DOCUMENT EXCERPT: Begin

Just the opposite, Justice Jackson asserted. “[The realization that a president might be criminally prosecuted is] what has kept the Oval Office turning into Crime Central. But once we say ‘no criminal liability, Mr. President, you can do whatever you want,’ I’m worried that we would have a worse problem than the problem of a president feeling constrained to follow the law while he’s in office.”

“I respectfully disagree,” Trump lawyer D. John Sauer smugly retorted. Even ordering the assassination of a rival, Sauer said, “could well be an official act.”

Michael R. Dreeben, counselor to the Special Counsel, countered: “Executive immunity would license a president to commit ‘bribery, treason sedition, murder’ and as in Trump’s case ‘conspiring to use fraud to overturn the results of an election and perpetuate himself in power’.”

In response to Thomas, who loves to justify egregious decisions based on twisted cherry-picking of “history and tradition,” asked for historical examples of criminally prosecuting an ex-president.  Dreeban replied, “The reason there were no prior prosecutions is because there were no crimes” warranting criminal prosecution.

So desperate to give Trump a lifeline back into the presidency, the Justices ignored the facts of the case in front of them and the right of the American people to see justice done, establish safeguards for free and fair elections, and know if a candidate for president is an insurrectionist, in fact, ineligible under the 14th Amendment.

“I’m not focused on the here and now of this case,” Kavanaugh said. “I’m very concerned about the future.”

In the case pitting the federal emergency health care law, in place since 1986, against Idaho’s extreme abortion ban, the radical justices concocted hypotheticals, theoreticals and gobblygook that would give them an excuse to nullify the preemption of federal law that has applied for decades over the recently enacted state’s abortion ban.

Justice Sonia Sotomayor cited visceral examples of women suffering sepsis and hemorrhaging due to pregnancy complications but not quite at the point of threatening their lives and a patient who was denied an abortion earlier in her pregnancy and by the time she was able to deliver, the baby died and she was forced to have a hysterectomy.

Asked whether Idaho’s ban applied in those situations, Josh Turner, Idaho’s Constitutional Litigation & Policy chief, cavalierly replied it was a case-by-case assessment and up to prosecutorial discretion whether to prosecute the doctor.

But that is the problem – doctors are too afraid of being prosecuted, of losing their license and being locked in expensive litigation, to give their patient the care they should have.

“The situation on the ground in Idaho is showing devastating consequences – women and doctors in Idaho are in an impossible situation: doctors facing a grave threat to their health but not yet death have to delay care and let her deteriorate, or she has to leave the state,” said Solicitor General Elizabeth B. Prelogar, arguing on behalf of the federal government

Even Justice Amy Coney Barrett, a religiously anti-abortion activist, showed sensitivity if not sympathy to the plight of a woman frantically coming to an Emergency Room with some pregnancy horror.

But her Christo Fascist male cohorts completely ignored the woman’s health emergency. What most concerned them was spending: Could the federal government withhold its funding unless the recipient complies with its “conditions?” (Answer: yes.) And states rights: Can the federal standard preempt the state abortion ban? (Answer: yes.)

And what of the unborn child? asked Alito, who wrote the Dobbs decision overturning Roe v. Wade, ending women’s constitutional right to seek an abortion up until fetal viability. Doesn’t the doctor have an obligation to protect “the interests of the unborn child?” he asked, laying the groundwork for his ultimate goal, fetal personhood.

Prelogar countered that Alito’s reading of the statute was “erroneous” and the hospital only has a duty to stabilize the pregnant woman since the likelihood is that the fetus has no possibility of surviving.

“What Idaho is doing is waiting for women to deteriorate and suffer the lifelong health consequences with no possible upside for the fetus,” Prelogar said. “It just stacks tragedy upon tragedy.”

The conservative Supreme Court Justices in the majority can act with impunity because no one can or will stop them.

DOCUMENT EXCERPT: End
STUDY MATERIAL: Begin

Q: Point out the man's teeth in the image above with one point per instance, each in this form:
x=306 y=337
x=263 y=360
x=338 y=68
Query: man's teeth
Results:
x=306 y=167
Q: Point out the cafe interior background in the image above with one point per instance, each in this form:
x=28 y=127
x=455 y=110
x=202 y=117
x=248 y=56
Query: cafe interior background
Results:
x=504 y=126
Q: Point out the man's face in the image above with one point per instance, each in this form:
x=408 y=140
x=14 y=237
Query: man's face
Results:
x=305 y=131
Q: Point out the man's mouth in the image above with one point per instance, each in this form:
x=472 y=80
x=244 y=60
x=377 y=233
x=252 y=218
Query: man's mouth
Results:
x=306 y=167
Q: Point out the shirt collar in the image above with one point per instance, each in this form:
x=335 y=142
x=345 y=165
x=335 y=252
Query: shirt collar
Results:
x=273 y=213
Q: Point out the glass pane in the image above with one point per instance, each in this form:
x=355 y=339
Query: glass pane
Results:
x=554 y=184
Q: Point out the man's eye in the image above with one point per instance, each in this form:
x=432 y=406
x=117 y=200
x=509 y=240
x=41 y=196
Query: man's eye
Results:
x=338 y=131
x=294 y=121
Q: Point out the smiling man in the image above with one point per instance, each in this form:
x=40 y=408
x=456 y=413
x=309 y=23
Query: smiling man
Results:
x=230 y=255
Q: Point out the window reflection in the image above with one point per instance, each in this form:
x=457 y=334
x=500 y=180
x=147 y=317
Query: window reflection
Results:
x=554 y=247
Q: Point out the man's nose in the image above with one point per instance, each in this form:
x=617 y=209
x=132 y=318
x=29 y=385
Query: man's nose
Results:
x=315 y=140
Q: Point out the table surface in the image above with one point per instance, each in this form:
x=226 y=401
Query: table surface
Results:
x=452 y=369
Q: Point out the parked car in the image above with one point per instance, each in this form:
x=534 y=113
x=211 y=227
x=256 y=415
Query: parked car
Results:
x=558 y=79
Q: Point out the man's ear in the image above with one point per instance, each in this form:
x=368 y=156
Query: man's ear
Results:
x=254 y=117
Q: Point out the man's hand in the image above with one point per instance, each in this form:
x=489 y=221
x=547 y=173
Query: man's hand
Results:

STUDY MATERIAL: End

WHAT THIS TASK INVOLVES
Please give the year since which the federal emergency health care law has been in place, according to the Supreme Court arguments piece.

OUTPUT FOR THIS EXERCISE
1986